TEXTE FOURNI:
------------------------------------------------------------

La Presse Anarchiste

Grève du métro : des usagers parlent

[(Un de nos cama­rades nous a fait par­ve­nir le texte d’un tract dis­tri­bué à la porte de son usine. Il prend posi­tion – avec une argu­men­ta­tion – sur la der­nière grève des conduc­teurs du métro. Nous le publions à titre d’information.)]

Pen­dant dix jours la grève des conduc­teurs du Métro a déran­gé nos habi­tudes. Alors, c’est nor­mal : on se posait des questions.
 — Pour­quoi font-ils grève ?
 — Est-ce que c’est juste ?

Mal­heu­reu­se­ment, on n’a jamais enten­du qu’un seul son de cloche : celui du gou­ver­ne­ment, de sa télé et de la presse. D’un seul coup, on les a tous vus s’apitoyer à grand bruit sur notre sort à nous, usa­gers. C’est bizarre parce que dans le cou­rant de l’année, ils ne disent jamais rien sur nos condi­tions de trans­port et les aug­men­ta­tions continuelles.

Nous, on a vou­lu savoir la véri­té : on est allé voir les conduc­teurs en grève du dépôt de l’Église de Pan­tin : c’est eux qui trans­portent tout au long de l’année une bonne par­tie d’entre nous. Là, on a appris des choses qu’on n’a jamais enten­dues ailleurs, parce que les conduc­teurs n’avaient aucun moyen de les faire connaître.

Ont-ils fait grève contre nous ?

La presse a chan­té sur tous les tons que les conduc­teurs avaient enga­gé leur lutte sans se sou­cier de la gêne cau­sée aux usa­gers : c’est faux.

Dans les dépôts, les gré­vistes avaient lon­gue­ment dis­cu­té de ce pro­blème et avaient pro­po­sé de trans­por­ter gra­tui­te­ment les tra­vailleurs 2 heures le matin et 2 heures le soir, et ça en tant que gré­vistes, c’est-à-dire sans être payés. La direc­tion a refu­sé sous de vagues pré­textes de sécu­ri­té. Son jeu était clair : iso­ler par tous les moyens les conduc­teurs du reste des tra­vailleurs. Pour­quoi l’intersyndicale n’a‑t-elle pas fait connaître aux autres tra­vailleurs cette proposition ?

------------------------------------------------------------

MATÉRIEL DE TRAVAIL:
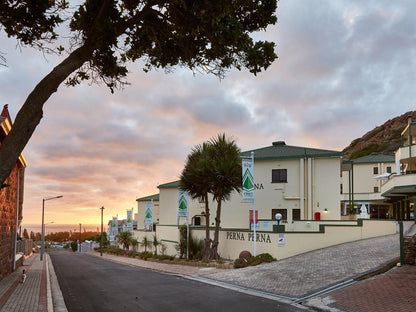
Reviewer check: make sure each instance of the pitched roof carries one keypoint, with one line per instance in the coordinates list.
(373, 158)
(174, 184)
(155, 197)
(279, 150)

------------------------------------------------------------

CONSIGNE 1:
Renvoyez à l'identique le passage du texte sur la grève du métro : commencez aux mots « Nous, on a vou­lu » et arrêtez-vous après « aux usa­gers : c’est faux. ».
CONSIGNE 2:
Mettez à jour toutes les entrées en remplaçant « pitched roof » par « sloped roof », sans toucher au reste, puis redonnez leurs lignes sans les images.

RÉSULTAT ATTENDU 1:
Nous, on a vou­lu savoir la véri­té : on est allé voir les conduc­teurs en grève du dépôt de l’Église de Pan­tin : c’est eux qui trans­portent tout au long de l’année une bonne par­tie d’entre nous. Là, on a appris des choses qu’on n’a jamais enten­dues ailleurs, parce que les conduc­teurs n’avaient aucun moyen de les faire connaître.

Ont-ils fait grève contre nous ?

La presse a chan­té sur tous les tons que les conduc­teurs avaient enga­gé leur lutte sans se sou­cier de la gêne cau­sée aux usa­gers : c’est faux.

RÉSULTAT ATTENDU 2:
Reviewer check: make sure each instance of the sloped roof carries one keypoint, with one line per instance in the coordinates list.
(373, 158)
(174, 184)
(155, 197)
(279, 150)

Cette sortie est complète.